Literacies Circle: My Time With NCTE

Equity, justice, and anti-racist teaching was the theme of the 2021 National Council of Teachers of English annual convention this year. There was quite the lineup of speakers, from Michele Obama at the opening session to Amanda Gorman at the closing session, with Nikole Hannah-Jones, George Johnson, and Colson Whitehead in between. However, every teacher, researcher, professor, author, parent, community member, and leader at this convention brought joy, light, brilliance, grace, and love to our world of humanity and literacies.

Colorful cover of NCTE’s banner with title: Equity, Justice, and Antiracist Teaching, 2021 NCTE Annual Convention, November 18-21, #NCTE21

One session discussed the power and beauty of transformational stories. Kylene Beers, as the moderator, began by asking the panel members the following question by Ernest Morrell.

Black background with quote: “What if we asked every kid in America to tell us what they learned during the pandemic, how they grew, how they are different, and what they wanted to do next?” Ernest Morrell, Twitter, April 23, 2021

The responses fell along the lines of how isolation during pandemic brought time for reflection, especially since most of the panel members were “people people”—how much they loved to travel to conferences, visit elementary and high schools, coach educators, and meet with college students.

And suddenly, they needed to be with themselves.

Their responses reminded me of a photo of me as a child. Here I am, shortly after being diagnosed with a profound hearing loss in both ears. Isolation from people permeated my walk through my days over my lifetime, a state of being that I must constantly battle as I make persistent requests for people to face me when speaking, for accommodations, and for belonging.

Sepia photo of a blonde child with braids and a button hearing aid in left ear.

In the beginning of my professional career, I attempted to attend a few state and national conventions. Yet, I would return to home utterly exhausted with very little benefit from my attendance and networking opportunities. Later in my career, captioning for presentations could be requested, but I still struggled with not hearing on airlines, in shuttles, hotels, restaurants, and during networking. I decided that reading professional journals and books was a much better use of my time, even if it was all in isolation, such as up on the sixth floor of the graduate library in a tiny study room. Well over thirty years ago, I attended a convention on the western side of the state. I became quite ill with the flu that I could not drive home. I stayed at a friend’s house an hour away until I recovered and decided that would be my last time registering for a convention.

And it was.

Until this year.

WORK ITEM
Update the NCTE convention text between "Literacies Circle: My" and "humanity and literacies.", inclusive, and replace "speakers" with "presenters". Use only the text above.

DATASET EXCERPTS

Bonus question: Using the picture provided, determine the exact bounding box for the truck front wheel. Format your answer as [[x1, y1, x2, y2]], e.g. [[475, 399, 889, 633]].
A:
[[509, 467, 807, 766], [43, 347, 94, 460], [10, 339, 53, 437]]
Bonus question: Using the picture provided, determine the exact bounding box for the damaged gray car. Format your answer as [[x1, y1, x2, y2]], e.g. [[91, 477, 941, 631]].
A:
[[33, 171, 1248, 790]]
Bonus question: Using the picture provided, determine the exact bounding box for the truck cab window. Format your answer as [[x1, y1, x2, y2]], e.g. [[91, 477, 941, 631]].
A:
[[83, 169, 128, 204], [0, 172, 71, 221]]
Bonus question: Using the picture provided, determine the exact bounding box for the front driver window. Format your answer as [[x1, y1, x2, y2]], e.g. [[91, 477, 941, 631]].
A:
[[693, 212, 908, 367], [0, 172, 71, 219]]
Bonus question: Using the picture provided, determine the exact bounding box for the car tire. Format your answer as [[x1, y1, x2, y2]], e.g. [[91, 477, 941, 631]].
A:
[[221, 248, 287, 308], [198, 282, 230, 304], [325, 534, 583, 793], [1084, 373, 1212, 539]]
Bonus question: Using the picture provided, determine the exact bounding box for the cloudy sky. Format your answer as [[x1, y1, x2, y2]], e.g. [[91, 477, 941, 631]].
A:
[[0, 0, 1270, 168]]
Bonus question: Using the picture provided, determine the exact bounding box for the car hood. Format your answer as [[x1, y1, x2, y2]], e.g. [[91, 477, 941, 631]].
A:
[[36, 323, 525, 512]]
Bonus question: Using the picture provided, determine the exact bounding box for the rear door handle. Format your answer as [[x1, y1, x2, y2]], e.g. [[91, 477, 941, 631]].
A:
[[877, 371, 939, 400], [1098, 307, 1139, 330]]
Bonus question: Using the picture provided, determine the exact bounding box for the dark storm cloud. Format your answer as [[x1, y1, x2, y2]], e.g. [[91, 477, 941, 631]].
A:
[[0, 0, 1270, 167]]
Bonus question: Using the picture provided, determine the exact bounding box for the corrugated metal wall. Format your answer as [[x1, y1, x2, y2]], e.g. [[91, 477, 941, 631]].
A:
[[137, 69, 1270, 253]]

RESULT OF THIS TASK
Literacies Circle: My Time With NCTE

Equity, justice, and anti-racist teaching was the theme of the 2021 National Council of Teachers of English annual convention this year. There was quite the lineup of presenters, from Michele Obama at the opening session to Amanda Gorman at the closing session, with Nikole Hannah-Jones, George Johnson, and Colson Whitehead in between. However, every teacher, researcher, professor, author, parent, community member, and leader at this convention brought joy, light, brilliance, grace, and love to our world of humanity and literacies.